## Stated goal:
Lay out the lines of the records, from the line with "TARGET = railway track" to the line with "x=140, y=617" inclusive, as a Markdown table with the columns Row and Line. Skip blank lines and leave out the pictures.

[BEGIN Dataset content]

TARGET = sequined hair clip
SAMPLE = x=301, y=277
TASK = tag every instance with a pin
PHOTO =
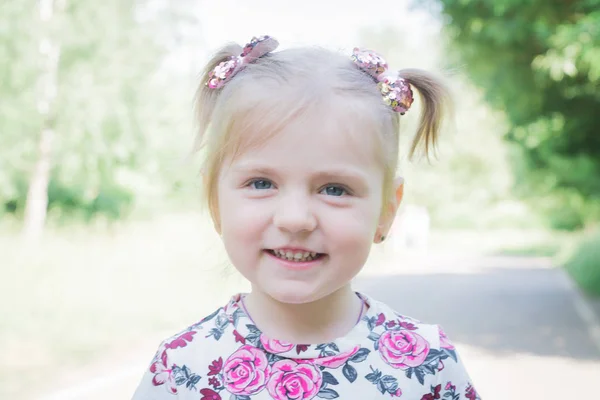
x=258, y=47
x=396, y=91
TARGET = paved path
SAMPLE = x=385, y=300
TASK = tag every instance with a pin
x=516, y=322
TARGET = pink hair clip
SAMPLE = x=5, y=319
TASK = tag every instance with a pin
x=258, y=47
x=396, y=91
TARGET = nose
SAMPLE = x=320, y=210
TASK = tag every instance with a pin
x=294, y=215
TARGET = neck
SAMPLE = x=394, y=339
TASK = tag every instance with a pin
x=319, y=321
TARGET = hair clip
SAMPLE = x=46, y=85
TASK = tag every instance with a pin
x=258, y=47
x=397, y=92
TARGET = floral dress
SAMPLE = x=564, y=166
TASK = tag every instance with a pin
x=386, y=355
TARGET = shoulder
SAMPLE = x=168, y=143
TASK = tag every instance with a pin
x=391, y=320
x=191, y=352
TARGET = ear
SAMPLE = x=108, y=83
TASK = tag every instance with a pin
x=389, y=211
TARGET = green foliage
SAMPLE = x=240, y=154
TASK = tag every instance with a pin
x=584, y=264
x=469, y=184
x=116, y=105
x=539, y=62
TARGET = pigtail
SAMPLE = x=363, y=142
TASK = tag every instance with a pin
x=206, y=98
x=437, y=104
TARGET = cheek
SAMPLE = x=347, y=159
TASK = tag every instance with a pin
x=351, y=229
x=241, y=220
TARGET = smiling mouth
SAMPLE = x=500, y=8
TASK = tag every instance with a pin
x=297, y=256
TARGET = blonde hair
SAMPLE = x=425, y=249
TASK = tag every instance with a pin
x=288, y=84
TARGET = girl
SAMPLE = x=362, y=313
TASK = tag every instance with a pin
x=302, y=149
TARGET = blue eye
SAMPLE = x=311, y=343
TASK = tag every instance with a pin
x=261, y=184
x=333, y=190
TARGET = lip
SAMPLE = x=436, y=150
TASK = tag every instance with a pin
x=296, y=265
x=295, y=249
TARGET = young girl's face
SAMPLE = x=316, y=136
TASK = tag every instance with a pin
x=314, y=187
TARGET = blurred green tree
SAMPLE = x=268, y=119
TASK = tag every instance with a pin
x=539, y=62
x=86, y=105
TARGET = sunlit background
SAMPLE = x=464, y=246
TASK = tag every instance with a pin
x=105, y=249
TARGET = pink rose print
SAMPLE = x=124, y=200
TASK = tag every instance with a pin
x=162, y=374
x=435, y=394
x=471, y=393
x=214, y=382
x=275, y=346
x=239, y=338
x=403, y=349
x=301, y=347
x=444, y=341
x=209, y=394
x=337, y=360
x=292, y=380
x=181, y=341
x=246, y=371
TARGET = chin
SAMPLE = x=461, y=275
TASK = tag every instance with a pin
x=284, y=293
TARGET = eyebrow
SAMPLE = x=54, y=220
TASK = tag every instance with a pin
x=334, y=173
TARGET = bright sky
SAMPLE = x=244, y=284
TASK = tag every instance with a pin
x=328, y=23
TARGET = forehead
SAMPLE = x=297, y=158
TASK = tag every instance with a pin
x=334, y=135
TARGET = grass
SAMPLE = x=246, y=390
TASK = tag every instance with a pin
x=83, y=293
x=584, y=264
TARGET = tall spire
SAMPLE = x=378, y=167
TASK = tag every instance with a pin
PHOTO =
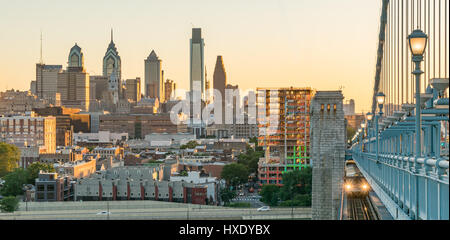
x=41, y=61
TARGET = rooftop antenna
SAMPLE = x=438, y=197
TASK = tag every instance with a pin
x=40, y=60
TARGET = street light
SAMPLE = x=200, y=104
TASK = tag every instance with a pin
x=380, y=100
x=369, y=117
x=417, y=45
x=417, y=42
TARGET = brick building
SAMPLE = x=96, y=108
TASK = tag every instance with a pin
x=137, y=183
x=50, y=188
x=139, y=125
x=24, y=131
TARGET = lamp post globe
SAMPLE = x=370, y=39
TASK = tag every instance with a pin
x=369, y=116
x=417, y=42
x=380, y=100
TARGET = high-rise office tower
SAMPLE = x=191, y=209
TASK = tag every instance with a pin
x=197, y=60
x=46, y=81
x=220, y=77
x=133, y=89
x=154, y=85
x=73, y=83
x=33, y=87
x=112, y=62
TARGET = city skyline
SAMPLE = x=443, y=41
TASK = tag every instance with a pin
x=268, y=48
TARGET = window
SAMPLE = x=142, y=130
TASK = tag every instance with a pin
x=39, y=196
x=50, y=195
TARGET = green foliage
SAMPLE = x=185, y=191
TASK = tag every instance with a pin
x=296, y=189
x=9, y=204
x=9, y=157
x=14, y=182
x=251, y=159
x=33, y=171
x=300, y=200
x=239, y=205
x=226, y=195
x=235, y=174
x=269, y=194
x=296, y=182
x=190, y=145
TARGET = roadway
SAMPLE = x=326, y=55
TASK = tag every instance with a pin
x=163, y=213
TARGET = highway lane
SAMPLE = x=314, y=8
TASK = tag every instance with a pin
x=160, y=213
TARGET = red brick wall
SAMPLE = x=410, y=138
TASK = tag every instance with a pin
x=199, y=196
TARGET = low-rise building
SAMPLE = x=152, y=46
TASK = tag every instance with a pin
x=139, y=125
x=78, y=169
x=101, y=138
x=24, y=131
x=137, y=183
x=114, y=152
x=51, y=187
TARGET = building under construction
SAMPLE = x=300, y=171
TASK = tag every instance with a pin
x=283, y=122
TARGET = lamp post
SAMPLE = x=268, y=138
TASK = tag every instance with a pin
x=363, y=129
x=380, y=100
x=417, y=44
x=369, y=117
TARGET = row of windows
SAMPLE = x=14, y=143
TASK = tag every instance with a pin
x=131, y=194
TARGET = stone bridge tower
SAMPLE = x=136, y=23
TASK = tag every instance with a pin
x=327, y=154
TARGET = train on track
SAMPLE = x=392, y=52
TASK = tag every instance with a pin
x=355, y=184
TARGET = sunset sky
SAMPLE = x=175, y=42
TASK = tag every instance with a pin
x=322, y=44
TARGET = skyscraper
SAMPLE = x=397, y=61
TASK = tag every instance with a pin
x=154, y=85
x=169, y=88
x=220, y=77
x=111, y=61
x=133, y=89
x=46, y=81
x=197, y=60
x=73, y=83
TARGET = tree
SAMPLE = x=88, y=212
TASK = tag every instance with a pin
x=9, y=157
x=226, y=195
x=269, y=194
x=296, y=182
x=9, y=204
x=235, y=174
x=34, y=168
x=14, y=182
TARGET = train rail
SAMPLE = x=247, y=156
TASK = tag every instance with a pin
x=361, y=209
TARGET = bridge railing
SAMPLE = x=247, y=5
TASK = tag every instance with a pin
x=413, y=188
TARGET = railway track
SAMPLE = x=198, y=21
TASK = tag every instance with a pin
x=361, y=209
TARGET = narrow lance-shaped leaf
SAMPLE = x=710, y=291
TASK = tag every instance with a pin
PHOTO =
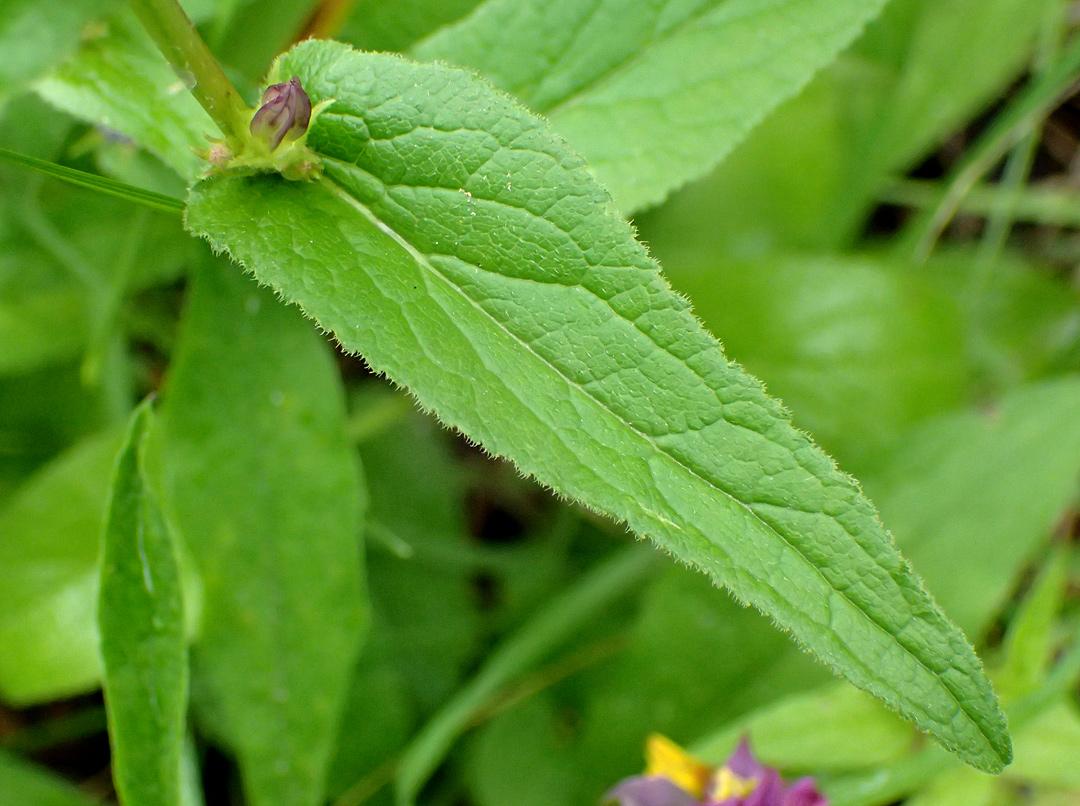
x=466, y=252
x=264, y=486
x=653, y=93
x=140, y=617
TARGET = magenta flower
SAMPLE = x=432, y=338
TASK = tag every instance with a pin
x=675, y=778
x=285, y=112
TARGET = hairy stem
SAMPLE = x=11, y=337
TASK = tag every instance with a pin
x=189, y=56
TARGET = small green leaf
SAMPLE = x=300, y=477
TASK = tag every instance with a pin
x=652, y=94
x=140, y=618
x=35, y=35
x=264, y=487
x=23, y=783
x=52, y=531
x=466, y=252
x=119, y=79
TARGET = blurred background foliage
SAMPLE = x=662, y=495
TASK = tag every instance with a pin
x=946, y=379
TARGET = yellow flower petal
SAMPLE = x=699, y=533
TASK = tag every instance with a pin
x=664, y=757
x=728, y=784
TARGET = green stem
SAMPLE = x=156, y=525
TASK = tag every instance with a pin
x=100, y=184
x=189, y=56
x=1034, y=204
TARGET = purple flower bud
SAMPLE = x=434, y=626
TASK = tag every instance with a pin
x=742, y=781
x=284, y=115
x=649, y=791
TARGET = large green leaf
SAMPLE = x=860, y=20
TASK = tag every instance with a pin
x=140, y=618
x=51, y=532
x=859, y=348
x=466, y=252
x=120, y=80
x=653, y=93
x=971, y=495
x=264, y=487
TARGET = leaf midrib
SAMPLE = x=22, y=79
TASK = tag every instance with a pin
x=422, y=260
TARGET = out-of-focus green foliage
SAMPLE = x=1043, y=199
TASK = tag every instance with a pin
x=464, y=250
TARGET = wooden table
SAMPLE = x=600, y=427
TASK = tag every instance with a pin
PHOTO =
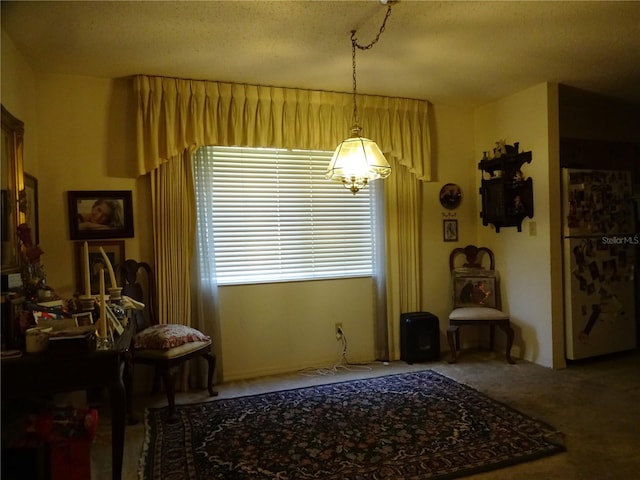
x=49, y=373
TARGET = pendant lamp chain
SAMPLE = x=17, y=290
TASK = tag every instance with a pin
x=354, y=45
x=358, y=160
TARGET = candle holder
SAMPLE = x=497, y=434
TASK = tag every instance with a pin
x=86, y=303
x=115, y=294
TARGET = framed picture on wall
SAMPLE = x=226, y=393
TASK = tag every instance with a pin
x=450, y=230
x=115, y=253
x=96, y=214
x=31, y=207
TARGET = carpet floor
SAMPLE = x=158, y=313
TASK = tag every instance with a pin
x=418, y=425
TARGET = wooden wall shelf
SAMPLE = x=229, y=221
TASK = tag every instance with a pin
x=507, y=197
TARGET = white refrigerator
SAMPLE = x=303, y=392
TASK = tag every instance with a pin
x=600, y=244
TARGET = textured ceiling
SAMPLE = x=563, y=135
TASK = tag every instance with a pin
x=458, y=53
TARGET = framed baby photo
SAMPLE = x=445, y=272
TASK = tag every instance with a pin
x=450, y=230
x=97, y=214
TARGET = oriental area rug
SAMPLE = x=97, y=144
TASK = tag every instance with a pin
x=419, y=425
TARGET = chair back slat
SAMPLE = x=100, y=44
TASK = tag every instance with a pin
x=138, y=282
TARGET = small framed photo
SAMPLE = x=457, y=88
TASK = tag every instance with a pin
x=115, y=253
x=96, y=214
x=450, y=230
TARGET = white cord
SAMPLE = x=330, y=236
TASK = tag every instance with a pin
x=343, y=364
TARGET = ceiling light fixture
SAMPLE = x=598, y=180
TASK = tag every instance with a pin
x=358, y=160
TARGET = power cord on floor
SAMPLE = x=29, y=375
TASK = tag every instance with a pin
x=343, y=364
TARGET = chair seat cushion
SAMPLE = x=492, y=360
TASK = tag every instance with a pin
x=478, y=313
x=169, y=353
x=167, y=336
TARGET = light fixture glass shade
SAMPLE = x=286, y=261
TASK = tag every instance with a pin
x=356, y=162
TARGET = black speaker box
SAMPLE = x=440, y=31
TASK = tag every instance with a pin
x=419, y=337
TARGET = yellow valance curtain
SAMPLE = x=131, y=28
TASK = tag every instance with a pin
x=175, y=114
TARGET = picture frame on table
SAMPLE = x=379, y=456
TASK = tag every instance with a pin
x=450, y=230
x=114, y=249
x=99, y=214
x=83, y=319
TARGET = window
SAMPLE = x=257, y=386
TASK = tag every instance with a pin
x=269, y=215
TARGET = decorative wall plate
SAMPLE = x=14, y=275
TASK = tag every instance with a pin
x=450, y=196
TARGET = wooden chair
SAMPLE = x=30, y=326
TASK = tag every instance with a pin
x=476, y=298
x=166, y=347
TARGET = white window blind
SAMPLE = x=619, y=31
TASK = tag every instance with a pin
x=269, y=215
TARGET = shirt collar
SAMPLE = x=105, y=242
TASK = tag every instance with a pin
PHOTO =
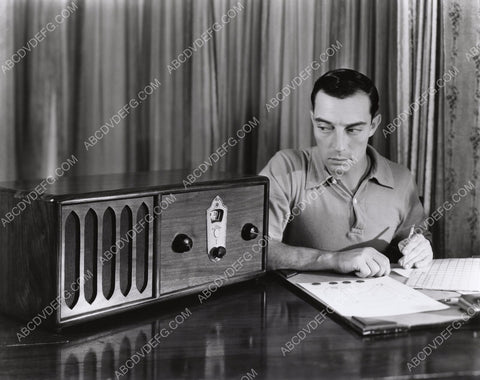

[END Dataset content]

## Right answer:
| Row | Line |
|---|---|
| 1 | TARGET = railway track |
| 2 | SAMPLE = x=198, y=21 |
| 3 | TASK = tag every instance with a pin |
| 4 | x=361, y=209 |
| 5 | TARGET = narrow lance-shaped leaf |
| 6 | SAMPLE = x=710, y=291 |
| 7 | TASK = tag every instance with a pin |
| 8 | PHOTO = |
| 9 | x=466, y=252 |
| 10 | x=264, y=486 |
| 11 | x=653, y=93 |
| 12 | x=140, y=617 |